This argument is dismissed, if only because it ignores the large gap between what the Appellant heard and knew and what others heard and knew. Indeed, Amir did not hide from the general public that the law of Rodef applies to Rabin and he is to be killed, however, the Appellant knew much more than this: she knew—and the greater public did not know—that Amir, he himself, sought to murder Rabin, and she knew—and the greater public did not know—of the incidents of ‘Yad Vashem’ and the Kfar Shmaryahu intersection. To the contrary, because he trusted her—her and not all those who surrounded him—Amir revealed his deepest secrets to the Appellant, and for that reason specifically the Appellant could have concluded that his statements were serious and they reflected his real intention. Attorney Weinroth’s argument is correct, as Amir’s partners to the malicious plot—his brother Hagai Amir and Dror Adani—knew minute details about the murder plan while the Appellant did not know of the plot except in a general way. However, the fact that the other conspirators knew more—this fact per se—does not detract from what the Appellant knew of the plot, and she well knew of the plot to murder the Prime Minister.
The statement that after the ‘Oslo II Agreement’ Rabin’s death will not help
91. In the month of October 1995 a demonstration was held against the ‘Oslo II Agreement’ and according to Appellant Amir said to her then:
That is it, now even if Rabin dies, it’s already not… this will already not help, meaning—the things were determined, and there is no longer, in terms of… is not, this, it terms of this, there is nothing that will help (at p. 579 of the transcript).
And elsewhere (at p. 722 of the transcript):
… in June he told me I am fed up of arguing with you, and we stopped arguing on the topic, and even in this demonstration against the Oslo II Agreement, I don’t know from what, it could be from despair that he said to me like, this is it now, even if he dies it won’t help. He told me this unequivocally.
Amir therefore abandoned his plot, so argued attorney Weinroth; what therefore was the Appellant to report to the authorities?
This argument does not persuade us. Even if we believe these words, meaning: that since the demonstration that took place in the month of October the Appellant was of the view that Amir abandoned the murder idea—and we have not said so—even so this does not rescue her. The Appellant knew of the murder plan before that date; she heard Amir tell her that he was planning to murder Rabin; she knew of the incidents of ‘Yad Vashem’ and Kfar Shmaryahu, and in her great confusion—apparently in the month of October 1995—turned to ask the advice of Rav Aviner. From all this we know that at that time the Appellant believed what Amir whispered in her ears as to the plot to murder Yitzhak Rabin; she knew and believed and nonetheless did not report to the authorities.

● INFORMATION PROVIDED:
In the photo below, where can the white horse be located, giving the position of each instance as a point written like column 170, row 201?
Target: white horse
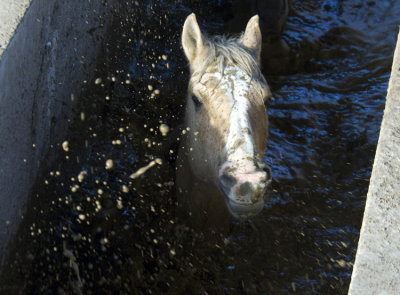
column 220, row 163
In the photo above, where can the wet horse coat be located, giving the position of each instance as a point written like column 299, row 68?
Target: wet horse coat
column 220, row 167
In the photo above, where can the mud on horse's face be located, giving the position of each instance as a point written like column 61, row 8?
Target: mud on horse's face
column 226, row 113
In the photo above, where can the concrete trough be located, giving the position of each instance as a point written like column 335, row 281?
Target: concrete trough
column 377, row 265
column 47, row 49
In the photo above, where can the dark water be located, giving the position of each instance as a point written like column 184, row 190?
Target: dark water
column 324, row 125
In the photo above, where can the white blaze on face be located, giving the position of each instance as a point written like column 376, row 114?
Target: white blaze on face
column 239, row 146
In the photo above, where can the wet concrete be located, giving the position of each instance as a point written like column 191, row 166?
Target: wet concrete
column 376, row 269
column 47, row 51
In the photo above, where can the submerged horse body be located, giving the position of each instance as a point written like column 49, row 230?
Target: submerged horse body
column 220, row 163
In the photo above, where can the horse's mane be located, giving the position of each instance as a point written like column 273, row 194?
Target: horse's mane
column 229, row 51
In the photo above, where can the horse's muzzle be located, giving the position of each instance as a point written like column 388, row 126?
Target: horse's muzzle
column 244, row 190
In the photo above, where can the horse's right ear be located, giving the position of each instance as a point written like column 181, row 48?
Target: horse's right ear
column 192, row 38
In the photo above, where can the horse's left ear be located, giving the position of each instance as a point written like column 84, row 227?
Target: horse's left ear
column 192, row 38
column 252, row 37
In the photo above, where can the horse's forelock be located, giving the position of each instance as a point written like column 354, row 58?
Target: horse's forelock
column 222, row 52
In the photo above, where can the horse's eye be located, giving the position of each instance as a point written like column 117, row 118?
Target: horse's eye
column 197, row 102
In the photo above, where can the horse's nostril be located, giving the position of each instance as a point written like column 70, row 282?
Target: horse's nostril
column 228, row 180
column 245, row 188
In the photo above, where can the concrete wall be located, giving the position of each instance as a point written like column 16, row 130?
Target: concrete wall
column 377, row 266
column 47, row 49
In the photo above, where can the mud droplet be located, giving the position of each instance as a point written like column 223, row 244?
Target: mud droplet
column 164, row 129
column 109, row 164
column 65, row 146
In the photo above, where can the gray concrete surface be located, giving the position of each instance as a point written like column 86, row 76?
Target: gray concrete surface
column 47, row 49
column 377, row 266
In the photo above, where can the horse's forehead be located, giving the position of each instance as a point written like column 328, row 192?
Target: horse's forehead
column 231, row 80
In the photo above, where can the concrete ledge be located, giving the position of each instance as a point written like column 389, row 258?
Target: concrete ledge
column 377, row 265
column 47, row 49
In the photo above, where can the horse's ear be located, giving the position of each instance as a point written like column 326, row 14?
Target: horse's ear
column 252, row 37
column 192, row 38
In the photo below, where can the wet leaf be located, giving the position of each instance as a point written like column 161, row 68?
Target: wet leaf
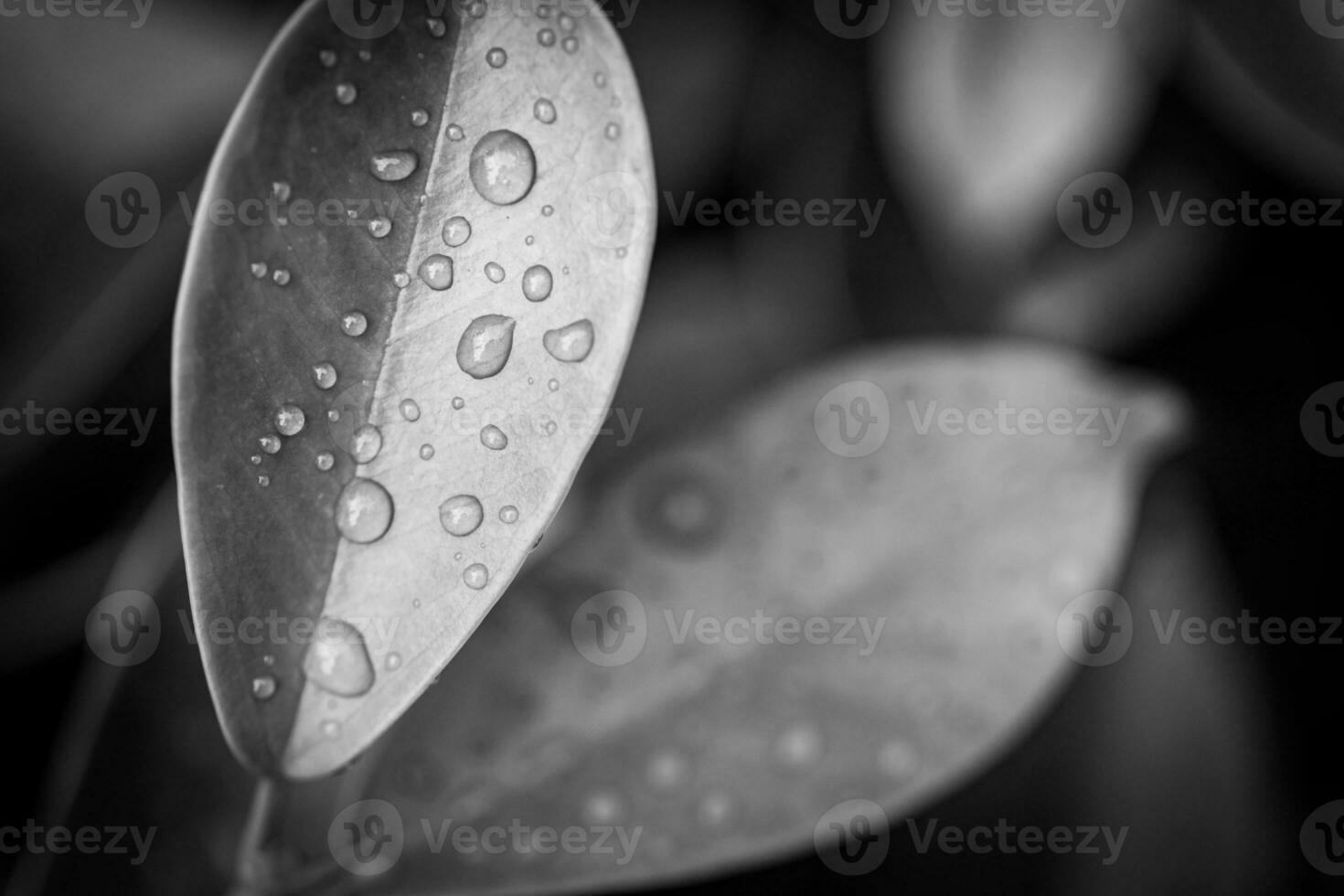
column 414, row 274
column 935, row 569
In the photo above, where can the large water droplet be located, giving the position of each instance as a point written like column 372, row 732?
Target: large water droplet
column 503, row 166
column 461, row 515
column 263, row 688
column 476, row 577
column 337, row 660
column 325, row 375
column 354, row 323
column 366, row 443
column 538, row 283
column 289, row 420
column 485, row 346
column 437, row 272
column 394, row 164
column 457, row 229
column 571, row 343
column 363, row 511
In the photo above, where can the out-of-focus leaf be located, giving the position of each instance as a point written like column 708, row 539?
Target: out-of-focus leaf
column 475, row 280
column 965, row 549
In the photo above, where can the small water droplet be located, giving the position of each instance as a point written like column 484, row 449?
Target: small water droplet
column 354, row 324
column 476, row 577
column 538, row 283
column 545, row 112
column 263, row 688
column 392, row 165
column 461, row 515
column 289, row 420
column 457, row 229
column 366, row 443
column 437, row 272
column 485, row 346
column 571, row 344
column 325, row 375
column 363, row 511
column 503, row 166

● WORK TO COMPLETE:
- A) According to the ruling, whose advice did the Appellant seek in her confusion?
- B) Turn the paragraph of the ruling that begins "This argument does not persuade us" into a short list that keeps its main facts.

● EXERCISE SOLUTIONS:
- A) Rav Aviner's.

- B)
- The court rejects the argument.
- Suppose the Appellant believed, after the October demonstration, that Amir had abandoned the murder idea, which the court does not find. Even so, this does not rescue her.
- Before that date she knew of the murder plan, heard Amir say he was planning to murder Rabin, and knew of the 'Yad Vashem' and Kfar Shmaryahu incidents.
- In her great confusion, apparently in October 1995, she asked Rav Aviner for advice.
- Therefore, at that time she believed what Amir told her about the plot to murder Yitzhak Rabin. She knew and believed it, yet did not report to the authorities.